Your task ::
Please output only the lines that run from the line containing "Mark the red plaid" through the end of the material below, exactly.

Given information ::
************

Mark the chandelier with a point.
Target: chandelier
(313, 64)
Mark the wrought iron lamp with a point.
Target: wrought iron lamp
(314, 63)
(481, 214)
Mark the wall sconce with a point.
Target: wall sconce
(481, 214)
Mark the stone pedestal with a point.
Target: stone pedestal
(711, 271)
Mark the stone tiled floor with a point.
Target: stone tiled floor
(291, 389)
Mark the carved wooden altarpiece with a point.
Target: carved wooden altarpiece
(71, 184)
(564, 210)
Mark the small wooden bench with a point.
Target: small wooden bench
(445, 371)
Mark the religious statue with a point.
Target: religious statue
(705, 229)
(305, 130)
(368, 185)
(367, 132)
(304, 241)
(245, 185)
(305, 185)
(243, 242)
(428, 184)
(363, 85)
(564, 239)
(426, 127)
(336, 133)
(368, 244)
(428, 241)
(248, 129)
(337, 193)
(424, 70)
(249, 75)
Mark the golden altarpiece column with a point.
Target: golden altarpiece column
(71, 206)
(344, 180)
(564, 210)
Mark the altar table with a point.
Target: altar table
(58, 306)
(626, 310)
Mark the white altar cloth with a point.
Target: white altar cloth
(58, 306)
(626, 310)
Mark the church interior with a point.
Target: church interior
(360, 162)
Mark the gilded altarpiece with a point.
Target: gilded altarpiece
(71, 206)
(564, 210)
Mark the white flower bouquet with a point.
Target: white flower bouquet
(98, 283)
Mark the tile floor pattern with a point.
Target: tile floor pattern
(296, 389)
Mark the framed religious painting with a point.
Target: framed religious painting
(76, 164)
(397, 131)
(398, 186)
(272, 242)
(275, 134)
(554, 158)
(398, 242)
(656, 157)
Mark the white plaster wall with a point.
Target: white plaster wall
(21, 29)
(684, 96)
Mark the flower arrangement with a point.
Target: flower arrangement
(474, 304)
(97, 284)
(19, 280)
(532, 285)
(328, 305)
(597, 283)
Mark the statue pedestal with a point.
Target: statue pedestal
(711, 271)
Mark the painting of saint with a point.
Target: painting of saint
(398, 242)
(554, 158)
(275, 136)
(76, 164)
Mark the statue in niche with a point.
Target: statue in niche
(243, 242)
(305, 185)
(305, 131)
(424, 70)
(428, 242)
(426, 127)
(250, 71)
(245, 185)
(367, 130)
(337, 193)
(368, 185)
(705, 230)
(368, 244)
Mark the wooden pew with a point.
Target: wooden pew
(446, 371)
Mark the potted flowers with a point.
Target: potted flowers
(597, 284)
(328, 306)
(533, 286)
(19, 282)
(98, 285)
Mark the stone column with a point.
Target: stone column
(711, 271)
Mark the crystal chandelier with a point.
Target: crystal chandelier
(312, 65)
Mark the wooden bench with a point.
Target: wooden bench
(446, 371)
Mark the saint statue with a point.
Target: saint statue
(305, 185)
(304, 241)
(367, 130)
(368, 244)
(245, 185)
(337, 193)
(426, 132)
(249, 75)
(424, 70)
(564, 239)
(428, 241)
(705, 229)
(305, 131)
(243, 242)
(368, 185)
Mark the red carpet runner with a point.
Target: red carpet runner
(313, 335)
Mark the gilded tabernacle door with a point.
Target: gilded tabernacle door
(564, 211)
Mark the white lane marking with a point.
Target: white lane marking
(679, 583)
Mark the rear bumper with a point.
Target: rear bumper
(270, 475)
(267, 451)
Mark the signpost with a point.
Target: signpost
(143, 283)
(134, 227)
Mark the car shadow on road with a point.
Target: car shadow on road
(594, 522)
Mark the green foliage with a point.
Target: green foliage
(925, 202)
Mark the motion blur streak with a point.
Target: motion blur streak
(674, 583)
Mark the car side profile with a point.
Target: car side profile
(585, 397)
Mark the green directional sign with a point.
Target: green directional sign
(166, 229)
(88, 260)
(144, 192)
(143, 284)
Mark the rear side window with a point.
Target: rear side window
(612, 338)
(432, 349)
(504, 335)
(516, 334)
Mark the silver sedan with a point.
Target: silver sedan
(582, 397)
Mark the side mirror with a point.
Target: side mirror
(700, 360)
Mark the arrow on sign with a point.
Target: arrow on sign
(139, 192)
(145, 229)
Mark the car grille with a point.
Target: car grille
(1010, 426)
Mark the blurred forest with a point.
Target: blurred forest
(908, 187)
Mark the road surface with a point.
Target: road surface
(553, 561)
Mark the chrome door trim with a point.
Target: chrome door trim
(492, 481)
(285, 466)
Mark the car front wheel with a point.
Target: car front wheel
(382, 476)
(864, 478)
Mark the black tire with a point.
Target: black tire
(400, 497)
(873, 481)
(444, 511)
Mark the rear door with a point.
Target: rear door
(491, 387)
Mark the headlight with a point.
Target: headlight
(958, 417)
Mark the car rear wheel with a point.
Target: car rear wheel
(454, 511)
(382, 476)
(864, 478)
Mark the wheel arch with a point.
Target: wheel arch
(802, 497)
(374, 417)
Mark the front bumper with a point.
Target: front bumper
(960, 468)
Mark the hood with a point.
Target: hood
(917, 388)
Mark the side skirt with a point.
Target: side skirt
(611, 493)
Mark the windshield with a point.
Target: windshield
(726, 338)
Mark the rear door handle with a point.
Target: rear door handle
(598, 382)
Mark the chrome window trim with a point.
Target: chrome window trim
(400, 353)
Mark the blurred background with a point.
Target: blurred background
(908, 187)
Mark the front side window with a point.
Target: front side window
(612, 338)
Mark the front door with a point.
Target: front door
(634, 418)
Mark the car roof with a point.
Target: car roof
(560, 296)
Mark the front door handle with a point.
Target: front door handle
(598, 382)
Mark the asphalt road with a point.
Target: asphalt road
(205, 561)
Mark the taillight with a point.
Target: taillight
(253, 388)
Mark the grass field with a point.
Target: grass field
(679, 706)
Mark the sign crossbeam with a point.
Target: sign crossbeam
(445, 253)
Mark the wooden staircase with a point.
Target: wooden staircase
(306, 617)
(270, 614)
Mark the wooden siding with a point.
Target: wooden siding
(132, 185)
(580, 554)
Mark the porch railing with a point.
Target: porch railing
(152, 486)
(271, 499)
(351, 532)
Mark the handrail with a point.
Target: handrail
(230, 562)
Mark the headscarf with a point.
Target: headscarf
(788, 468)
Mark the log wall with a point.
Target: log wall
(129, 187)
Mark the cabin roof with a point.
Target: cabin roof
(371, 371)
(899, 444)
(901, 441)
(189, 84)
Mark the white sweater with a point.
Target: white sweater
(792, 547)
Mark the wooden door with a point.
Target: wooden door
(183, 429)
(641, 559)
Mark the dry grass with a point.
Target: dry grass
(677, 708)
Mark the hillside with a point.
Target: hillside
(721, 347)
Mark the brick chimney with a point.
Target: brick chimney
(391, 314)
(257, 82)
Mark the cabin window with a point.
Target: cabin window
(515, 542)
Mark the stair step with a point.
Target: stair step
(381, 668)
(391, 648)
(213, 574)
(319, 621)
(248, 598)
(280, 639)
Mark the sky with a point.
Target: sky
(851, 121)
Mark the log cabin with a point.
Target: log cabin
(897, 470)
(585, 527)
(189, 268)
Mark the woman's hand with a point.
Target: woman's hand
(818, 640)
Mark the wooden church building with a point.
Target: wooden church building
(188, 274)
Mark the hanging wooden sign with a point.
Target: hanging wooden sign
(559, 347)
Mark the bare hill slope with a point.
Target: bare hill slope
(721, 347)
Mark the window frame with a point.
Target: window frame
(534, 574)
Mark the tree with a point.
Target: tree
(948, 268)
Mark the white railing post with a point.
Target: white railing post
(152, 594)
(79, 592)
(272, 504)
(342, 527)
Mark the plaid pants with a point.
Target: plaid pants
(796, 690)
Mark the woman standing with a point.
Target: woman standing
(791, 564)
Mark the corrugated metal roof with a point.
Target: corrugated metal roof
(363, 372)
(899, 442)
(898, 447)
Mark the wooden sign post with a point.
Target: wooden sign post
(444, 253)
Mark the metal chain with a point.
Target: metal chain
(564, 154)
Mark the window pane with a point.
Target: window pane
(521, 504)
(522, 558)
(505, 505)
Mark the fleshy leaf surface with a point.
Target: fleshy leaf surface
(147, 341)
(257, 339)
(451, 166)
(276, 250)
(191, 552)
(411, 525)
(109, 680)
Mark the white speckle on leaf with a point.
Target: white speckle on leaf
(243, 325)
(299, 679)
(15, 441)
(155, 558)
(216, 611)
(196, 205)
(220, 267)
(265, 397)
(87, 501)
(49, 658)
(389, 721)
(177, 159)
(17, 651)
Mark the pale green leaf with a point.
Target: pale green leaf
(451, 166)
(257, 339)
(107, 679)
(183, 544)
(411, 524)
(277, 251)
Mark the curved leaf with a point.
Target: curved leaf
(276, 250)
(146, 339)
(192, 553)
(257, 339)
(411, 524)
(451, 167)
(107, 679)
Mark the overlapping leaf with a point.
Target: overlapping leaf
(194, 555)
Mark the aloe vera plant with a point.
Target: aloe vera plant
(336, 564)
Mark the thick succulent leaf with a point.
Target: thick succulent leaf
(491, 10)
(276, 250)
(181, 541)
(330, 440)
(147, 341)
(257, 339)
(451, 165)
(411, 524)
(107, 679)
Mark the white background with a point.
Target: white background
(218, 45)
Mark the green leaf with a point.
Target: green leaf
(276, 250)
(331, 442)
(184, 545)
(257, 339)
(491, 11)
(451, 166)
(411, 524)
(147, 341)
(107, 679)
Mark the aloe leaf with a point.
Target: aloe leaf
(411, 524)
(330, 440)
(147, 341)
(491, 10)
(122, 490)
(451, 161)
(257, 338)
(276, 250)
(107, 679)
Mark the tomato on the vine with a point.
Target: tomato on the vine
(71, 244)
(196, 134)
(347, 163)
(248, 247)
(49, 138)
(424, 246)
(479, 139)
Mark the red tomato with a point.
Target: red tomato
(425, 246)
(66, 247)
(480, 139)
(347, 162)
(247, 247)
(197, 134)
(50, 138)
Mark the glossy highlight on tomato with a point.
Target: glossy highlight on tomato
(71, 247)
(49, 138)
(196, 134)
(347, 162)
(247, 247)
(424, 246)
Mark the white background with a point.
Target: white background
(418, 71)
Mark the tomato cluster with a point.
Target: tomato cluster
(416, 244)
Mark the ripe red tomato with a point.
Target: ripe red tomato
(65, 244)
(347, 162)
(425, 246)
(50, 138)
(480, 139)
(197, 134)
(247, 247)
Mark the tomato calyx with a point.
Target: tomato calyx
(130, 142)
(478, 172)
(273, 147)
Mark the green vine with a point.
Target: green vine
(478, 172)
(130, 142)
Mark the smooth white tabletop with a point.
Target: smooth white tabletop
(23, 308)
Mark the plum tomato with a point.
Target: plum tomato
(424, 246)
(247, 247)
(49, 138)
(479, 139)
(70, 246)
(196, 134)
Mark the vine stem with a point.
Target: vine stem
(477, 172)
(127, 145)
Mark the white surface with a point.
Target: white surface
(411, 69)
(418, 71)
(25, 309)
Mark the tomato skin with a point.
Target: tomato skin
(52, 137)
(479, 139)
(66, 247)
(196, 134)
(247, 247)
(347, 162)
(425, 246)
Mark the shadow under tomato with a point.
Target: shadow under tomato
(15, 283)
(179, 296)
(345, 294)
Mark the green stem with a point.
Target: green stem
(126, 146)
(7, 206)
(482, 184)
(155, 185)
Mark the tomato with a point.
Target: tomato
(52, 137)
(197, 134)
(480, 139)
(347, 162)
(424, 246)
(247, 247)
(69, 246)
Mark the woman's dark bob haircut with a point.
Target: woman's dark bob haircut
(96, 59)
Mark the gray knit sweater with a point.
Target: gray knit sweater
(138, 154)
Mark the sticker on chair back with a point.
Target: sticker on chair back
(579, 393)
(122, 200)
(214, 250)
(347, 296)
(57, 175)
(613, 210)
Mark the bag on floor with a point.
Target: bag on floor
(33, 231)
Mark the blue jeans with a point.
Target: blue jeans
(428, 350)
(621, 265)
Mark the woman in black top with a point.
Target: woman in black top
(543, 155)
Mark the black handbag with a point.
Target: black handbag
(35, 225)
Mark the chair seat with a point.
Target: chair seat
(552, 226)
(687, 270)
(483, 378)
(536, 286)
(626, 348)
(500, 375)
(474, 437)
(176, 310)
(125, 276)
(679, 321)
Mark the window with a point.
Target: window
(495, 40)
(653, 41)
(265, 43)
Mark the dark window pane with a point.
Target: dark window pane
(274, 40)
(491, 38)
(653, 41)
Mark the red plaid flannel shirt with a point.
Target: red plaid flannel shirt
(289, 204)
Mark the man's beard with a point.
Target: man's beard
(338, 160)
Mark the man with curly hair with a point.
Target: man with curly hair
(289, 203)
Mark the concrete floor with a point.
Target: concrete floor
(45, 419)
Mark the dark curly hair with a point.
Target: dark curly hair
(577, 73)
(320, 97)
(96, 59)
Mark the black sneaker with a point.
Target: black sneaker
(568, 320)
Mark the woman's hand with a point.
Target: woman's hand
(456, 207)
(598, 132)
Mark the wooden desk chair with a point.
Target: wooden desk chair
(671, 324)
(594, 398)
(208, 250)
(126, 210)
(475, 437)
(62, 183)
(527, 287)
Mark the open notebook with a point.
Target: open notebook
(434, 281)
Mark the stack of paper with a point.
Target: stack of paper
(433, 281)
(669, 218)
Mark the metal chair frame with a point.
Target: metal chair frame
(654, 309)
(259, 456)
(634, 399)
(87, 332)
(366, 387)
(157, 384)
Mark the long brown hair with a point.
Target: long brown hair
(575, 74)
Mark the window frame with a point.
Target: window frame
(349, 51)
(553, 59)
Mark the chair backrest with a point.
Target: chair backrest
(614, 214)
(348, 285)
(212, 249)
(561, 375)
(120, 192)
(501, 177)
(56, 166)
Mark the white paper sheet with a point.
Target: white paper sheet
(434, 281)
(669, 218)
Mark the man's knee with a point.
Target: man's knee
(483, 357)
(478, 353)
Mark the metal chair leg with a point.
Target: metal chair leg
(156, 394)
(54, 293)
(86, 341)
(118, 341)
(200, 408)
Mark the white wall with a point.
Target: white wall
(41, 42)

************

In response ::
Mark the red plaid flannel shirt with a point.
Target: red plaid flannel shirt
(289, 204)
Mark the man's beard with a point.
Target: man's beard
(338, 160)
Mark the man with curly hair with a point.
Target: man with curly hair
(289, 203)
Mark the concrete floor with a point.
Target: concrete floor
(45, 419)
Mark the dark curly hair with a point.
Target: dark curly hair
(577, 73)
(320, 97)
(96, 59)
Mark the black sneaker with a point.
Target: black sneaker
(568, 320)
Mark the woman's hand with a point.
Target: woman's hand
(456, 207)
(598, 132)
Mark the wooden desk chair with a point.
Target: wooden desk chair
(671, 324)
(594, 398)
(208, 250)
(126, 210)
(475, 437)
(62, 183)
(527, 287)
Mark the open notebook with a point.
Target: open notebook
(434, 281)
Mark the stack of paper with a point.
Target: stack of paper
(433, 281)
(669, 218)
Mark the metal chair frame with a point.
Target: metal chair frame
(654, 309)
(259, 456)
(634, 399)
(87, 332)
(366, 387)
(157, 384)
Mark the long brown hair with a point.
Target: long brown hair
(575, 74)
Mark the window frame with a point.
Target: window frame
(349, 51)
(553, 59)
Mark the chair backrest with a point.
Target: chair backrest
(614, 214)
(348, 285)
(212, 249)
(561, 375)
(120, 192)
(501, 177)
(56, 166)
Mark the white paper sheet with a point.
Target: white paper sheet
(434, 281)
(669, 218)
Mark the man's knee with a point.
Target: man's knee
(483, 357)
(478, 353)
Mark the metal chair leg with a point.
Target: metal chair leg
(156, 394)
(54, 293)
(86, 341)
(118, 341)
(200, 408)
Mark the white wall with a point.
Target: white wall
(41, 42)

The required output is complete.